THE TASK: Locate each line of the material below that contains the word "green" and copy those lines. Treat uppercase and lowercase letters as different.

PROVIDED ENTRIES:
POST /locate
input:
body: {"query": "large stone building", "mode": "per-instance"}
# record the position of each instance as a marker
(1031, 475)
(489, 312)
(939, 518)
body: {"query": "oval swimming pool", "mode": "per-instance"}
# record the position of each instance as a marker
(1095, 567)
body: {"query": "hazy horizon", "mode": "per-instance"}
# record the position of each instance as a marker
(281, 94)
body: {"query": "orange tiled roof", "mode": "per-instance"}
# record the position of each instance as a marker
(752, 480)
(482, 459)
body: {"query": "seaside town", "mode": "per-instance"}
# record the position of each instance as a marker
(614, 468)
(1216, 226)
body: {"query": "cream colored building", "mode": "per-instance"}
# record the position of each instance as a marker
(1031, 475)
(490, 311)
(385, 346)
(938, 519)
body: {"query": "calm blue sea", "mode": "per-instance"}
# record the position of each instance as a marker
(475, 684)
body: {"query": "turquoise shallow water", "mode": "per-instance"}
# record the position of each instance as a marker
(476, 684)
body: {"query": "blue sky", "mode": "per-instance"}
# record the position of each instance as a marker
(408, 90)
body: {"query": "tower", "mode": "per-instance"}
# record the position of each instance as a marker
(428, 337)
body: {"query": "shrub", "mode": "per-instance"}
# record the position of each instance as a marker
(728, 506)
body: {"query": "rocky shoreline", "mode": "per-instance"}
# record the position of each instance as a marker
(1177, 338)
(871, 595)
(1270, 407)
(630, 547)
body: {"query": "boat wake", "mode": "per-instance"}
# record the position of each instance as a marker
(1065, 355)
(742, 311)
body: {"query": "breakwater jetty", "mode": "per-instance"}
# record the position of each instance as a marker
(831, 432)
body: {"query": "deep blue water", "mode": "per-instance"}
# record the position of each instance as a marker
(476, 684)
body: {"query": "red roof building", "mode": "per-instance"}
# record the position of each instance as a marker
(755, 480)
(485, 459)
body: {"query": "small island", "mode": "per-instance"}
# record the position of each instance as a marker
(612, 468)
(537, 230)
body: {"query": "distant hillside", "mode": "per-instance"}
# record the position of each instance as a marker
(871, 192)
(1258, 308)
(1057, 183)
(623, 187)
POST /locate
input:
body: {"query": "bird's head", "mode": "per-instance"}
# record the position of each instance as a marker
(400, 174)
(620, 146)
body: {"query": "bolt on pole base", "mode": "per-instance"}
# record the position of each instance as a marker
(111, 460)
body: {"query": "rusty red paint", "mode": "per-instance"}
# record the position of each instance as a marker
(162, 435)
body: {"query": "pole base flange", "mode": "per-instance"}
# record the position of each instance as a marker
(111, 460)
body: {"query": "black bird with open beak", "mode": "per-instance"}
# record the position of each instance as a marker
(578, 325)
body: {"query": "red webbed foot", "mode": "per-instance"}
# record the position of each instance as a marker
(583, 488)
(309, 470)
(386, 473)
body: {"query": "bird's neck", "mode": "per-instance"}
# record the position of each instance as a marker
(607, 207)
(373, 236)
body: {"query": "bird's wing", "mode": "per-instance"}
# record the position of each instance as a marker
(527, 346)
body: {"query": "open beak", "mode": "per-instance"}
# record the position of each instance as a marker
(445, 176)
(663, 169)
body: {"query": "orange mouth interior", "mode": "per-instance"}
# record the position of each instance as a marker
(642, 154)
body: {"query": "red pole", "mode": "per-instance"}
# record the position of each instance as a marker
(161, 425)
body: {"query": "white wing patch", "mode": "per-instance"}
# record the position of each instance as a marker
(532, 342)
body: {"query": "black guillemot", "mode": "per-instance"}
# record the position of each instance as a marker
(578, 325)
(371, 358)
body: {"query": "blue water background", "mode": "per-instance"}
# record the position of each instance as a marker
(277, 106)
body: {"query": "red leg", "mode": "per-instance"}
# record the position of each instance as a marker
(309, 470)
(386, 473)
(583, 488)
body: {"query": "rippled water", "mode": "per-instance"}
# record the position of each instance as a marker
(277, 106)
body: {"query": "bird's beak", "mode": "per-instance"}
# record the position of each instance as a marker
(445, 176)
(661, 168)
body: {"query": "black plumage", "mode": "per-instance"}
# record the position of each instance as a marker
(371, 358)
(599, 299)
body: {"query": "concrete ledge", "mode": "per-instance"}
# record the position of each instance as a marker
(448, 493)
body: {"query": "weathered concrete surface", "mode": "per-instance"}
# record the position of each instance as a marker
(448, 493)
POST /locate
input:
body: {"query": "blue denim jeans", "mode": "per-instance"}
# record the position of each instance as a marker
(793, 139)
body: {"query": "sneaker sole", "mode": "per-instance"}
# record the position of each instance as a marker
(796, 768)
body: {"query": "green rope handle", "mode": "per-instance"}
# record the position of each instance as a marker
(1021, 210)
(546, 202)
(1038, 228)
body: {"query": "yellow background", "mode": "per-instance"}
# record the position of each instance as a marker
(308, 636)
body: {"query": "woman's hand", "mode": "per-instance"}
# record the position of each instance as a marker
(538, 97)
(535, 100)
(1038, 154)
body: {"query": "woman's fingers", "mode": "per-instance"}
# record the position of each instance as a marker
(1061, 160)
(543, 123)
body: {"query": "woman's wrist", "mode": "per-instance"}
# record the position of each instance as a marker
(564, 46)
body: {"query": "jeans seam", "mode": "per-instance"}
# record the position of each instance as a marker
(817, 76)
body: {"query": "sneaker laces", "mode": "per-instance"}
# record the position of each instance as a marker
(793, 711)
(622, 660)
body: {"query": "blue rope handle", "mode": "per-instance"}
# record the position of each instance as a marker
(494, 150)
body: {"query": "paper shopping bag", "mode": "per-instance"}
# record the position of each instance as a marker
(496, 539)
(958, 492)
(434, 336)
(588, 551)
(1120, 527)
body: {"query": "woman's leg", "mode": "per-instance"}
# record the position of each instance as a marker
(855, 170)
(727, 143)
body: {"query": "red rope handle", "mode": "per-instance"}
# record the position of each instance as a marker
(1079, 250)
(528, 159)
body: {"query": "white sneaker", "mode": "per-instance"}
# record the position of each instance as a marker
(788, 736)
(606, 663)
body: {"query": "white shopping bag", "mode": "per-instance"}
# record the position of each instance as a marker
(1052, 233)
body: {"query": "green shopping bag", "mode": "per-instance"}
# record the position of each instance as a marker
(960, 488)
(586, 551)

SOLUTION TO THIS EXERCISE:
body: {"query": "green rope handle", "mode": "per-instance"}
body: {"query": "green shopping bag", "mode": "per-instance"}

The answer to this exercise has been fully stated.